── FRAGMENTO DEL DOCUMENTO ──
Por eso, si se quieren de verdad afrontar los males estructurales que hoy aquejan a la Tauromaquia, hay que ir mucho más allá. Sin ir más lejos, si volvemos a recordar aquel debate –que tuvo sus momentos tensos– ante las cámaras del Plus en el que Casas fue todo lo rotundo que se puede ser, planteó, como presidente de la patronal ANOET, la necesidad de oficializar la incompatibilidad del ejercicio simultáneo entre el oficio de apoderado y el de empresario. Una idea interesante de la que nunca más se supo. Más: el propio proponente de la idea y su equipo profesional más inmediato cuentan hoy bajo su dirección con un numeroso plantel de toreros.
Ese ir más allá de la anécdota, si realmente se quiere llegar al fondo de la cuestión, pasa por recuperar los valores más propios que históricamente han definido al conjunto de la Tauromaquia. Se trata de valores muy personales, que deben crecer en el seno de cada uno de los oficiantes de este maravilloso misterio que es el toreo.
Un ejemplo que puede servir de orientación. Muerto Gallito en Talavera, se le vino plantear a Juan Belmonte que en la siguiente feria sevillana no matara la corrida de Miura. El Pasmo de Triana fue rotundo: tenía que anunciarse como en años anteriores, porque de no hacerlo los aficionados dirían, y con toda razón, que las toreaba porque lo imponía José.
───
Según el fragmento sobre la Tauromaquia, ¿qué necesidad planteó Casas como presidente de la patronal ANOET? Las filas no tienen ningún papel en esta actividad.
── CONJUNTO DE DATOS ──
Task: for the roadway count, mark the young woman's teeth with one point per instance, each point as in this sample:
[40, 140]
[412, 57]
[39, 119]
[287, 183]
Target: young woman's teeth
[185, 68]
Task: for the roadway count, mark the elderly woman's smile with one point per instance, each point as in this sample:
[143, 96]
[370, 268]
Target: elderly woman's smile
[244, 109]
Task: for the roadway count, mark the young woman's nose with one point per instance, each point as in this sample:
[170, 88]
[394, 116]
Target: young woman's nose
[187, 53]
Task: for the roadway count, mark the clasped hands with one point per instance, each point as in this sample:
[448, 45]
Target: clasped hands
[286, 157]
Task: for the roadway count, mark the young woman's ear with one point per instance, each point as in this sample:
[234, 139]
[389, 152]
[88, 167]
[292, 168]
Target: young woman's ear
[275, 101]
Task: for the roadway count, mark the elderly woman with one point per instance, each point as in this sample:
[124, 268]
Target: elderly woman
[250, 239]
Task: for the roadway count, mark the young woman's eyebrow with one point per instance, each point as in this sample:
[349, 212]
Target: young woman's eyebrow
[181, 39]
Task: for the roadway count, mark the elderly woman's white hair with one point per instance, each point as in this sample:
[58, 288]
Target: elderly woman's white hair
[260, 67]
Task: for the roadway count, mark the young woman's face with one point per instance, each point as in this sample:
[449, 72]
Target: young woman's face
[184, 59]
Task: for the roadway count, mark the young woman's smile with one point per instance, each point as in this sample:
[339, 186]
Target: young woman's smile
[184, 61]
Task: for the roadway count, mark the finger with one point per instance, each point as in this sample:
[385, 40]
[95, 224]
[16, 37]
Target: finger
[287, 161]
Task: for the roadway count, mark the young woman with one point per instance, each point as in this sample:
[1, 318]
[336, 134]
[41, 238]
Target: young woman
───
RESPUESTA: Planteó la necesidad de oficializar la incompatibilidad del ejercicio simultáneo entre el oficio de apoderado y el de empresario.